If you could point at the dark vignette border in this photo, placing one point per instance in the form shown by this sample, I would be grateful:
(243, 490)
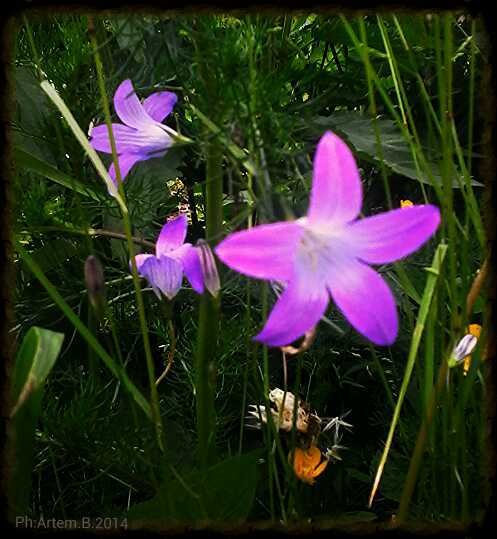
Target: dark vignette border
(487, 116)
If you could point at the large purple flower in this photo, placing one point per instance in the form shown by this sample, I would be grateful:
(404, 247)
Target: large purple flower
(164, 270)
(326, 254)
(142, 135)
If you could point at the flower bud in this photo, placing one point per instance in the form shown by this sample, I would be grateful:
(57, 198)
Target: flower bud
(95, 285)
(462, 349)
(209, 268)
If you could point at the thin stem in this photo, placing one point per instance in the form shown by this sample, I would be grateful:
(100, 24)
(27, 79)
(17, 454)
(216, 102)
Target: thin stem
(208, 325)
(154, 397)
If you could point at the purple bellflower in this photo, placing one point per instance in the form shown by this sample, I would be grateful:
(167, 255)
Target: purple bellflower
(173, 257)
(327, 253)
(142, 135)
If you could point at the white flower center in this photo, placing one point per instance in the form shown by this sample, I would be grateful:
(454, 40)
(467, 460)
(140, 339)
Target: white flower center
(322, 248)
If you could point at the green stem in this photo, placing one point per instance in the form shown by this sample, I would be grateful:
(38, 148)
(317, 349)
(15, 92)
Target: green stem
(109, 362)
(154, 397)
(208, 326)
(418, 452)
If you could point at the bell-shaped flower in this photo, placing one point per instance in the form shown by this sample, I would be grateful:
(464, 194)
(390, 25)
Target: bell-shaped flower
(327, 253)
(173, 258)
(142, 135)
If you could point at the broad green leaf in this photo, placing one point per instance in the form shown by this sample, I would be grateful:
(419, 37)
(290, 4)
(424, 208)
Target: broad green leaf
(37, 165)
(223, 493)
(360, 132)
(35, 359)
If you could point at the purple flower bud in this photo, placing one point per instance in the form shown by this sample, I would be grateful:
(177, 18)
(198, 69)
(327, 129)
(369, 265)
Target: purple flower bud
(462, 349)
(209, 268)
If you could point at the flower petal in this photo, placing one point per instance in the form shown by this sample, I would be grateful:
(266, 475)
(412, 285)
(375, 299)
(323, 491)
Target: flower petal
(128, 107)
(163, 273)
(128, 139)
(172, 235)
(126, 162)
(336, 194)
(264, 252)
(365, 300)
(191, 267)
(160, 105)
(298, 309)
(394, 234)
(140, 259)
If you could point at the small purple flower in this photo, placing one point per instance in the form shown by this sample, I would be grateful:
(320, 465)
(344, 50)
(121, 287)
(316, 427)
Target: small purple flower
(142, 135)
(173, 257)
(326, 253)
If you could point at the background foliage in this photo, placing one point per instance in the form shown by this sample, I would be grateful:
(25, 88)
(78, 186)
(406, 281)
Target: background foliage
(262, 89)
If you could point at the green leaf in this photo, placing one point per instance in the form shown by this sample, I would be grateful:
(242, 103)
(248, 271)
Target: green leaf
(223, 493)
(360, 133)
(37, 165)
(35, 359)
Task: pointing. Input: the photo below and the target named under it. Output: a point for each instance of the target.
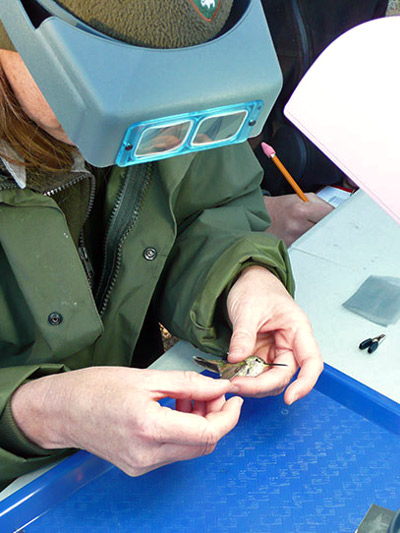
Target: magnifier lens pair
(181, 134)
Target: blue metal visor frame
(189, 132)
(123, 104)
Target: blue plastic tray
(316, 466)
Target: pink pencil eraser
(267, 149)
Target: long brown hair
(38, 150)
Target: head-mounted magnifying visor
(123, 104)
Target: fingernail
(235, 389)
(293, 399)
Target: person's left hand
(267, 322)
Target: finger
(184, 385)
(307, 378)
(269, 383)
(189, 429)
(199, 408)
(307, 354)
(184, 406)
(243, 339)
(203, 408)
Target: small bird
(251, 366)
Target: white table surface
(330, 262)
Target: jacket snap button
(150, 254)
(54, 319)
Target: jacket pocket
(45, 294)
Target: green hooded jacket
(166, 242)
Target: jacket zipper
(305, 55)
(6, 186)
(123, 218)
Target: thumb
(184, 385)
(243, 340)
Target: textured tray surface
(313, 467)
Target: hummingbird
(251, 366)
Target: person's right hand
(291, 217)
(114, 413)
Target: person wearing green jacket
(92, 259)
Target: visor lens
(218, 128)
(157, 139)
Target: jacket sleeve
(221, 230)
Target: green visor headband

• _TASK ITEM_: The data above, line by line: transcribe it exactly and drop the pictures.

• _SOLVED PROBLEM_:
If you could point at the dark vignette border in this photo, placing one point per instance in the form shown by this sample, I would be grateful:
(243, 490)
Target: dark vignette border
(487, 116)
If you could point at the large purple flower in this photo, placing one point per instance in the form shown by this sample, I would be grateful:
(404, 247)
Target: large purple flower
(164, 270)
(326, 254)
(142, 135)
If you could point at the flower bud in this photo, placing one point per instance in the form shown by this sample, I would be grateful:
(57, 198)
Target: flower bud
(95, 285)
(462, 349)
(209, 268)
If you could point at the thin stem in this photo, placing one point per instance in the form shown by this sample, I would be grateful:
(100, 24)
(27, 79)
(17, 454)
(216, 102)
Target: thin stem
(208, 325)
(154, 397)
If you could point at the purple bellflower in this photo, placing one point per instance in the form shown by this sample, I would be grateful:
(167, 255)
Target: purple bellflower
(173, 257)
(327, 253)
(142, 135)
If you could point at the white flower center in this photo, placing one point per instance in the form shown by this sample, I would be grateful:
(454, 40)
(467, 460)
(140, 339)
Target: white flower center
(322, 248)
If you could point at the green stem in this photo, placing one point per instance in the form shown by this sample, I would be grateful:
(38, 148)
(317, 349)
(15, 92)
Target: green stem
(109, 362)
(154, 397)
(208, 326)
(418, 452)
If you could point at the bell-shaped flower in this photo, placing one point per instance in the form shown by this sample, I would be grateful:
(464, 194)
(390, 25)
Target: bell-shaped flower
(327, 253)
(173, 258)
(142, 135)
If you could point at the broad green leaf in this photo, placing one point per instance in the form shown by this sample, I would be grateful:
(419, 37)
(290, 4)
(424, 208)
Target: broad green leaf
(37, 165)
(223, 493)
(360, 132)
(35, 359)
If you could point at the purple flower bud in this photo, placing one point per instance in the form shown by this sample, I would be grateful:
(177, 18)
(198, 69)
(327, 129)
(369, 265)
Target: purple flower bud
(462, 349)
(209, 268)
If you could point at the flower petal in this photo, placing one point per instance in the form shown by this sample, I would be grateful:
(266, 475)
(412, 285)
(375, 299)
(323, 491)
Target: flower petal
(128, 107)
(163, 273)
(128, 139)
(172, 235)
(126, 162)
(336, 194)
(264, 252)
(365, 300)
(191, 267)
(160, 105)
(298, 309)
(394, 234)
(140, 259)
If you could point at the small purple flower in this photo, placing one point per instance in the form shown by this sample, I would be grateful:
(320, 465)
(344, 50)
(121, 287)
(316, 427)
Target: small purple flower
(142, 135)
(173, 257)
(326, 253)
If you could point at the background foliage in this photo, placing one point per instance in the form shown by this sample, I would be grateful:
(25, 88)
(78, 186)
(406, 281)
Target: background foliage
(262, 89)
If you could point at the green leaf in this photo, placing one point per instance in the form shown by this sample, I would be grateful:
(242, 103)
(248, 271)
Target: green leaf
(223, 493)
(360, 133)
(37, 165)
(35, 359)
Task: pointing. Input: the photo below and the target named under it. Output: a point for each instance of the target.
Target: magnifier lens pair
(181, 134)
Target: blue metal visor frame
(189, 132)
(123, 104)
Target: blue plastic tray
(316, 466)
Target: pink pencil eraser
(267, 149)
Target: long brown hair
(38, 150)
Target: head-mounted magnifying visor
(123, 104)
Target: fingernail
(235, 389)
(293, 399)
Target: person's left hand
(267, 322)
Target: finger
(184, 385)
(307, 378)
(269, 383)
(189, 429)
(199, 408)
(307, 354)
(184, 406)
(243, 339)
(203, 408)
Target: small bird
(251, 366)
Target: white table surface
(330, 262)
Target: jacket snap button
(150, 254)
(54, 319)
Target: jacket pocket
(45, 294)
Target: green hooded jacket
(166, 242)
Target: jacket zipper
(305, 55)
(6, 186)
(123, 218)
Target: thumb
(184, 385)
(243, 340)
Target: textured tray surface
(313, 467)
Target: hummingbird
(251, 366)
Target: person's right hand
(291, 217)
(114, 413)
Target: person wearing green jacket
(92, 259)
Target: visor lens
(218, 128)
(157, 139)
Target: jacket sleeve
(221, 230)
Target: green visor headband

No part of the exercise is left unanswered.